У него жесткое, костистое лицо и печальная усмешка.
Кругом идет работа: строят ангары, уходит вдаль цементная дорожка; на пустом месте среди безлюдной арагонской сьерры растет аэродром. Возле палаток прикреплены пачки с папиросами: каждый берет сколько хочет:
– У нас все общее…
Кашевар варит рис с красным перцем, и, взобравшись на курятник, орет, что есть мочи, молодой петушок.
Днем я видел над Уэской четыре самолета. Вокруг них белели небольшие облака: это рвались снаряды фашистских зениток. Республиканцы бомбили казармы и сумасшедший дом третий раз за день.
В шесть часов вечера на аэродроме приземлился старый почтовый самолет. Его кое-как приспособили: увеличили клозетное отверстие и руками скидывают бомбы. Мы подбежали, подняли дверцу. Кровь, яркая на солнце. Стенка пробита пулями. Три немецких истребителя атаковали самолет над Уэской. Летчику удалось приземлиться с запасом бомб. Механик был без чувств, его отнесли в палатку. [110]
Потом заиграл горнист, спустили флаг, быстро упала южная ночь, и снова Тулуза заговорила о другом, беспечном мире.
Молодой бельгиец говорит мне:
– Лететь должен был я. Сказали – в пять. Я поехал в Сариньену к дантисту. Выхожу, а шофера нет, он пошел за покупками. Еле достал машину. Приехал в четверть шестого. Вместо меня полетел он. Я не могу об этом думать…
Он думает только об этом. Как помешанный он бродит вокруг палатки, где лежит раненый испанец.
Снова утро.
Механика решили отправить в Барселону. Солнце уже высоко. Зной. Носилки не проходят в дверцу. Раненый корчится от боли. Подошли кинооператоры. Собрав силы, он улыбнулся. Мне сказали потом, что у него отняли ногу. Но на экране он весело разговаривает, улыбается. Никто из зрителей не знает, что ему стоила эта улыбка.
Под Уэской фашисты держались на Монте Арагон. Дружинники медленно окружали высоту; когда они ее окружили, наступило затишье. У фашистов было вдоволь провианта и боеприпасов, а необстрелянные дружинники боялись пулеметного огня. Тогда Рейес приказал бомбить Монте Арагон. Двадцать четыре ветхих самолета повисли над горой. Они улетели в Сариньену за бомбами. Когда они снова показались над высотой, фашисты выкинули белый флаг.
В Барселоне дружинники несли трофеи: желто-красное знамя, взятое на Монте Арагон. Женщины кидали победителям цветы. В тот самый час самолеты «Красных крыльев» над Уэской боролись с вражескими истребителями.
Шесть раз в день эти люди вылетают навстречу смерти. У самолетов старые и слабые моторы. У летчиков храбрые сердца.

Фрагменты набора данных:
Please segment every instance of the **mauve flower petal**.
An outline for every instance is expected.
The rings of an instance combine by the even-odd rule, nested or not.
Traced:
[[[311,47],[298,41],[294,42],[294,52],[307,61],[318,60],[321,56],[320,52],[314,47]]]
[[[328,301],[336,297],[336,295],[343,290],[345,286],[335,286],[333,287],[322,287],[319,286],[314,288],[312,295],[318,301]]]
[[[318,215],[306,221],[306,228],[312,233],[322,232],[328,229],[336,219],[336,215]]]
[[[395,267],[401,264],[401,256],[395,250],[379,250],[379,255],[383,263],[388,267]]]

Ваши задания:
a - Ответьте на вопросы по тексту об аэродроме:
(i) Сколько самолетов было видно днем над Уэской?
(ii) Куда поехал молодой бельгиец, пока ждал вылета?
(iii) Что сделали фашисты, когда самолеты снова показались над высотой?
b - Выпишите из текста об аэродроме без изменений отрывок от слов «У него жесткое, костистое» до слов «раз за день.» включительно.

Ответы по заданиям:
a -
(i) Четыре самолета.
(ii) В Сариньену к дантисту.
(iii) Выкинули белый флаг.

b -
У него жесткое, костистое лицо и печальная усмешка.
Кругом идет работа: строят ангары, уходит вдаль цементная дорожка; на пустом месте среди безлюдной арагонской сьерры растет аэродром. Возле палаток прикреплены пачки с папиросами: каждый берет сколько хочет:
– У нас все общее…
Кашевар варит рис с красным перцем, и, взобравшись на курятник, орет, что есть мочи, молодой петушок.
Днем я видел над Уэской четыре самолета. Вокруг них белели небольшие облака: это рвались снаряды фашистских зениток. Республиканцы бомбили казармы и сумасшедший дом третий раз за день.